### TEXT PASSAGE

▶

# New Cattle Farmer



## BSlater11 (Nov 20, 2015)

I am new to this, I havent bought any cattle yet. I'm trying to decide which is a better way to go. Is buying 3 in 1 cows the way to go? I just don't know what would be best to start with. Any input is welcomed. Thanks.


----------



## KrisshFarms (Nov 23, 2015)

Hi
I'm also novicer for this business and i've collected some details of breeds like hf, jersey and Indian cattle like brahman, vechur, gir. For milk yielding purpose HF and Jersey is suitable breeds.


----------



## huange (Nov 24, 2015)

Hi I new here!


----------



## charloisfarmer (Jul 12, 2015)

Jersey have higher butter fat But that's all i know


----------



## Traveler24 (Oct 30, 2015)

This should help

http://www.thecattlesite.com/breeds/beef/

http://www.thecattlesite.com/breeds/dairy/


----------



## tnsalersbreeder (Dec 3, 2015)

Three in 1 will give you the best return on your investment.


----------



## KrisshFarms (Nov 23, 2015)

3 in 1 means?


----------



## tnsalersbreeder (Dec 3, 2015)

Cow calf pair with cow coming bred back.


----------



## tnsalersbreeder (Dec 3, 2015)

Jersey bulls are proven man killers. They are meaner than mean.


----------



## tnsalersbreeder (Dec 3, 2015)

KrisshFarms said:


> 3 in 1 means?


Cow calf pair with cow bred back already usually 5-7 months bred!


----------



## KrisshFarms (Nov 23, 2015)

The site show me that it is blocked for some security reasons. Now i'm accessing thru vpn. It's weird. Kindly do some need full thing to unblock it. I'm from Tamilnadu, India...


----------



## tnsalersbreeder (Dec 3, 2015)

Yeah, who knows man contact a mod I guess. It was acting screwy earlier via tapatalk.


----------



## uplandnut (Dec 13, 2015)

I was in a debate with myself about the very same idea last year and I decided to get into the beef industry by buying bred cows. Its worked out well for me so far and I have a pretty minimal investment into the industry, didn't pay anymore than 1.375 a pound and got a couple as low as 1.05 a pound.


----------

◀

### INSTRUCTIONS FOR THE TASK
Transcribe the stretch of the new cattle farmer thread from "I am new to" through "is welcomed. Thanks.".

### LISTED ENTRIES

▶

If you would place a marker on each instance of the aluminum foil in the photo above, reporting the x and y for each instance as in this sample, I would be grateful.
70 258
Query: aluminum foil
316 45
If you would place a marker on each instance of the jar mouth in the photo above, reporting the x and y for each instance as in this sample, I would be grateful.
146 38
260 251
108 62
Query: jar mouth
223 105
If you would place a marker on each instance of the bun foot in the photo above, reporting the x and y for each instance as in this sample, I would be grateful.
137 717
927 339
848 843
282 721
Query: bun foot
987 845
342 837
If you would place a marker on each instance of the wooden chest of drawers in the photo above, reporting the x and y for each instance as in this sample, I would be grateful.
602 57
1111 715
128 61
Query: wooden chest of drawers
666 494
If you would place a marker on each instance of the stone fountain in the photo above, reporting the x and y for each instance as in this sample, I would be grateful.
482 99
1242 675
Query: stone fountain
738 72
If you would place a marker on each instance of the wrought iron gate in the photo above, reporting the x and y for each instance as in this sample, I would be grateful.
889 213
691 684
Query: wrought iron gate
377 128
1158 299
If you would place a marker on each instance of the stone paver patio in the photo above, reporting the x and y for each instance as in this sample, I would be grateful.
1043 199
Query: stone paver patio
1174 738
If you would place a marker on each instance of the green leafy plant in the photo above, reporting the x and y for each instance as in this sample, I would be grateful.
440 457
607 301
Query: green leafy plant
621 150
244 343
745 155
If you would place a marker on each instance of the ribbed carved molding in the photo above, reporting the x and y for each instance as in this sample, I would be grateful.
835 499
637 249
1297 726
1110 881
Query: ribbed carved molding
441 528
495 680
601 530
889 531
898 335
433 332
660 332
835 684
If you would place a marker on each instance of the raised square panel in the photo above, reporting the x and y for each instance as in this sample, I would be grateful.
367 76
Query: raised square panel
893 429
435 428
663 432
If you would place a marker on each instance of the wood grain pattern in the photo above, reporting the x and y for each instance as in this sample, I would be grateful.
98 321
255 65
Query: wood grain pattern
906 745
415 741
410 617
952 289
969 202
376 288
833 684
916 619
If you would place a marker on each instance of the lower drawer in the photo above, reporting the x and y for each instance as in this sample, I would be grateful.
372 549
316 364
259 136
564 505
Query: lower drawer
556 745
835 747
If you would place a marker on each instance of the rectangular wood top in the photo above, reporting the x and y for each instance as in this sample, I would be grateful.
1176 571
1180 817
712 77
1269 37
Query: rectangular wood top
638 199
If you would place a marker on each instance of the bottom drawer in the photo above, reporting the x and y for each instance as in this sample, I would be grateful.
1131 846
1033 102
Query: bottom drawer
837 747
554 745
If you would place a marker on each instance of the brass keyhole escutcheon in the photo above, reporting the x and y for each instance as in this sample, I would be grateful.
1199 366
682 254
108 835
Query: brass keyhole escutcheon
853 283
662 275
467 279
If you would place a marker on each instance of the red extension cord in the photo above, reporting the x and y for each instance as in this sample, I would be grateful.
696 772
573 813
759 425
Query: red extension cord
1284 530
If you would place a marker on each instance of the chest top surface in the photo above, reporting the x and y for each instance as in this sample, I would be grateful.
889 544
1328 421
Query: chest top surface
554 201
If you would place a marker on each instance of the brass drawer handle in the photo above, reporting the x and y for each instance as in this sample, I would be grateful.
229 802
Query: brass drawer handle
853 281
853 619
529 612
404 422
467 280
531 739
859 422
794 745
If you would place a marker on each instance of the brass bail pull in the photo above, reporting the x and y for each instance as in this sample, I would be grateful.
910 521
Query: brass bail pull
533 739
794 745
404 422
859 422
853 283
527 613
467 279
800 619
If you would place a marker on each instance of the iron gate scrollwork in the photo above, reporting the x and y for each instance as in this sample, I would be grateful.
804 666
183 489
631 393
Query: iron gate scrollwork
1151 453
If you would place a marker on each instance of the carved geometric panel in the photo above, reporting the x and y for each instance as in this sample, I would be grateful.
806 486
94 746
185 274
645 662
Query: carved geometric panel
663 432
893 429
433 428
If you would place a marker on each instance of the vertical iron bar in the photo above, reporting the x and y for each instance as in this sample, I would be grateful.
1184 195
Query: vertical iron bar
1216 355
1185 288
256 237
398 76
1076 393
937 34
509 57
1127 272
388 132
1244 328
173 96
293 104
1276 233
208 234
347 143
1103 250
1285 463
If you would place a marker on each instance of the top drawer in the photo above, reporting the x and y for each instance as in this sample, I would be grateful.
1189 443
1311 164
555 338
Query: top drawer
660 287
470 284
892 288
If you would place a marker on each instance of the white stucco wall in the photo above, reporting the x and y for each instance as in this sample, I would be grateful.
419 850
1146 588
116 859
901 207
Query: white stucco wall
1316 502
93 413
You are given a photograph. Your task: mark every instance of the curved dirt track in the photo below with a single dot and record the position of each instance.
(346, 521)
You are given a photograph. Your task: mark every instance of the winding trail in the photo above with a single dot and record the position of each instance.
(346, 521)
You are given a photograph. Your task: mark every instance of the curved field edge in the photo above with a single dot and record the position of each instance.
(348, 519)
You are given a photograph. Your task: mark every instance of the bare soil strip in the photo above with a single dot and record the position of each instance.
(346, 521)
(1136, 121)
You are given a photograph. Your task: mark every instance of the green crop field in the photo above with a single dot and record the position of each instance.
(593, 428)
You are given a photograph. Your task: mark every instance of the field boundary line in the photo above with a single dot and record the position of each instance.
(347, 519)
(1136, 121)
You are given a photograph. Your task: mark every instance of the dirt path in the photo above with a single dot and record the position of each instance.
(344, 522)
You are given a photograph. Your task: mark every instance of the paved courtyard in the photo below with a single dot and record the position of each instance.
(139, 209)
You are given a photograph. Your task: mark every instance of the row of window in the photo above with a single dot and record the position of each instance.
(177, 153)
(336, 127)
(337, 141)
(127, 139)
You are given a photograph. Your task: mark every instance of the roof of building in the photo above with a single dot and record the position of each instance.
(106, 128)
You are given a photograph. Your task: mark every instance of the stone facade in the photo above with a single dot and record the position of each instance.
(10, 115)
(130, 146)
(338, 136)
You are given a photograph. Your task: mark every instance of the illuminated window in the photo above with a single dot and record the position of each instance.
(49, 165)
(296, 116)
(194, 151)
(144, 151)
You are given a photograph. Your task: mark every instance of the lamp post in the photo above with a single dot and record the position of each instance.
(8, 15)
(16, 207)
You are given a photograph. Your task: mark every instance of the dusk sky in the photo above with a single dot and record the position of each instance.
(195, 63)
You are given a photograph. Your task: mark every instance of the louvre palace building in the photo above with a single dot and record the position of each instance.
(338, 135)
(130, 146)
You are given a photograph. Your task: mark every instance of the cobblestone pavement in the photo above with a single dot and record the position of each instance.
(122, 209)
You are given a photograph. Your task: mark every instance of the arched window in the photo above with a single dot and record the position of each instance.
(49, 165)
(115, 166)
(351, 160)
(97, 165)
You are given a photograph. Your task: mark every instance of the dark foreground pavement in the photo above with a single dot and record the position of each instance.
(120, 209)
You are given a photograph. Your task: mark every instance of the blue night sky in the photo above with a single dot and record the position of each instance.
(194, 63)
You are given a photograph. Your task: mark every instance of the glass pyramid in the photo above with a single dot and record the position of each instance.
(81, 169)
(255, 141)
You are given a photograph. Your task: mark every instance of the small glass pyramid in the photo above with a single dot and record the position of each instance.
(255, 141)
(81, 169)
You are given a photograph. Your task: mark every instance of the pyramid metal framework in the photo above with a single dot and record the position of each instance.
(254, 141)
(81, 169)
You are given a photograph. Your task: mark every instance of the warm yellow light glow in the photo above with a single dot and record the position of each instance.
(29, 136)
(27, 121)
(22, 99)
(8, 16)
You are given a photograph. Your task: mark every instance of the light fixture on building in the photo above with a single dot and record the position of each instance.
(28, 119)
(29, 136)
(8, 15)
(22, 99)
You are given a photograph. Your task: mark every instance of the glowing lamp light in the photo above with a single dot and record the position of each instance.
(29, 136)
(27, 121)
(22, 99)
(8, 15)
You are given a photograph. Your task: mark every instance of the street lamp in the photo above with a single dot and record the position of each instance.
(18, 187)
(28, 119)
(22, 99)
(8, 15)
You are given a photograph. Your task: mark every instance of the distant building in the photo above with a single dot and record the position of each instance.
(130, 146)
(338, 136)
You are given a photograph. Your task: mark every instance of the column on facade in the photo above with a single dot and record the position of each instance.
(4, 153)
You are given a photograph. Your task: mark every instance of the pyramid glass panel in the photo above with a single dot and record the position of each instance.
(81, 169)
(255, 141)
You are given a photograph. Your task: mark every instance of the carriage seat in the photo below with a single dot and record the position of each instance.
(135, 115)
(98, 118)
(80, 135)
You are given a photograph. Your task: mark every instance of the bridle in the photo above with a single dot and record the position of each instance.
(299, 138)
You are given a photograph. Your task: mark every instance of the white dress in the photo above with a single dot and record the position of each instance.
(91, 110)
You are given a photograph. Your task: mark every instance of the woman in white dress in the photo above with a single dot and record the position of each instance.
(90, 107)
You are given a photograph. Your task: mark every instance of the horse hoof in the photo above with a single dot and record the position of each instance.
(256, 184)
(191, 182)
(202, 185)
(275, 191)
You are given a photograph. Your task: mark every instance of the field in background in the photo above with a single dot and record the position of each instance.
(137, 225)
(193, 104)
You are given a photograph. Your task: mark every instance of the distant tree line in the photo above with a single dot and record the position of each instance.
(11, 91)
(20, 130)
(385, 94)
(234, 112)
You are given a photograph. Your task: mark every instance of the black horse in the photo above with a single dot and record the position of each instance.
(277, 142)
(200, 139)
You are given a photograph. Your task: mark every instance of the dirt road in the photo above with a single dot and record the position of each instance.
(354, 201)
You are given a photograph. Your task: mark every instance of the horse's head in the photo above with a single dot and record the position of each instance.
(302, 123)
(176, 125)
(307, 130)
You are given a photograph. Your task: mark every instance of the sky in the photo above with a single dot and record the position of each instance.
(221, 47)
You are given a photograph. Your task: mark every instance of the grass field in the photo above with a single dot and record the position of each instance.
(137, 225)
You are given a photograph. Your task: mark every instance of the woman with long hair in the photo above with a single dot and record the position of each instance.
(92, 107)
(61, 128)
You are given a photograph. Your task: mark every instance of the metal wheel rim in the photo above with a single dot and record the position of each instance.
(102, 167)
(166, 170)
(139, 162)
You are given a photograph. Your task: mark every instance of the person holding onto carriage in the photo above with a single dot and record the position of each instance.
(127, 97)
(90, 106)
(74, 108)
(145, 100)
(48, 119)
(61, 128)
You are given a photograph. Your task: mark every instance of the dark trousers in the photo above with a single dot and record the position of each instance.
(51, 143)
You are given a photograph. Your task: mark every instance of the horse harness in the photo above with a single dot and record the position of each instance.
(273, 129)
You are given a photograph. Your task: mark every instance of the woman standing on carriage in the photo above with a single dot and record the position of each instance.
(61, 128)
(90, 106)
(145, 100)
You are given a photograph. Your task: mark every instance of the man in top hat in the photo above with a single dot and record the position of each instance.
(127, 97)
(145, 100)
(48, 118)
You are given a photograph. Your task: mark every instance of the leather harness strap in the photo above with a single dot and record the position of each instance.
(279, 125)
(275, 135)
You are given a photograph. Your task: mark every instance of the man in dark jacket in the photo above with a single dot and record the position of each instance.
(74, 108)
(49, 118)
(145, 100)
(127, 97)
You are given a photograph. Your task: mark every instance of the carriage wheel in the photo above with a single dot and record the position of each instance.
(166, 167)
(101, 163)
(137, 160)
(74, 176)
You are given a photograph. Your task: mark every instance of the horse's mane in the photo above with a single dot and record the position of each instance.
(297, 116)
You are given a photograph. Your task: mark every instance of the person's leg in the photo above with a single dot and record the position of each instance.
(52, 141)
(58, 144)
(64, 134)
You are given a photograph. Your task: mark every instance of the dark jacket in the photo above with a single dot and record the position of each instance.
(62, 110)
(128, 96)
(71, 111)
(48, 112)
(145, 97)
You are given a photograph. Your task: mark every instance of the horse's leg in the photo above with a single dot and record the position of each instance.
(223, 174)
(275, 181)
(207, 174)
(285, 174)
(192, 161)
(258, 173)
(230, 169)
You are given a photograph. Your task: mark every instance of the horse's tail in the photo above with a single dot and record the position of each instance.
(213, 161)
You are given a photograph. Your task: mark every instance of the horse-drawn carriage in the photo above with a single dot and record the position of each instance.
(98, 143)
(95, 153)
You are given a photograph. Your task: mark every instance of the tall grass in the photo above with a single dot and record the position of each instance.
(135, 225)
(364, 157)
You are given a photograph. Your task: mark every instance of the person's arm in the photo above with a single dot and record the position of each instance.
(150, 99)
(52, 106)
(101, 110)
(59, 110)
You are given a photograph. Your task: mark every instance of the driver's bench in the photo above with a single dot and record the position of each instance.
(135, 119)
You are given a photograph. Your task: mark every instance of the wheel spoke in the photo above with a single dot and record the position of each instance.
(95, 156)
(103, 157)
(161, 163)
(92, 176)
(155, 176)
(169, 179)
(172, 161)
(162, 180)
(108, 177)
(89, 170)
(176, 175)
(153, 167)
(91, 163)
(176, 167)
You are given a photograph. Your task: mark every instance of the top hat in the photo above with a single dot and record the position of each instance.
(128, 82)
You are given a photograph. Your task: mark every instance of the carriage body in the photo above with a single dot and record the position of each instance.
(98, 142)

◀

### EXPECTED OUTPUT
I am new to this, I havent bought any cattle yet. I'm trying to decide which is a better way to go. Is buying 3 in 1 cows the way to go? I just don't know what would be best to start with. Any input is welcomed. Thanks.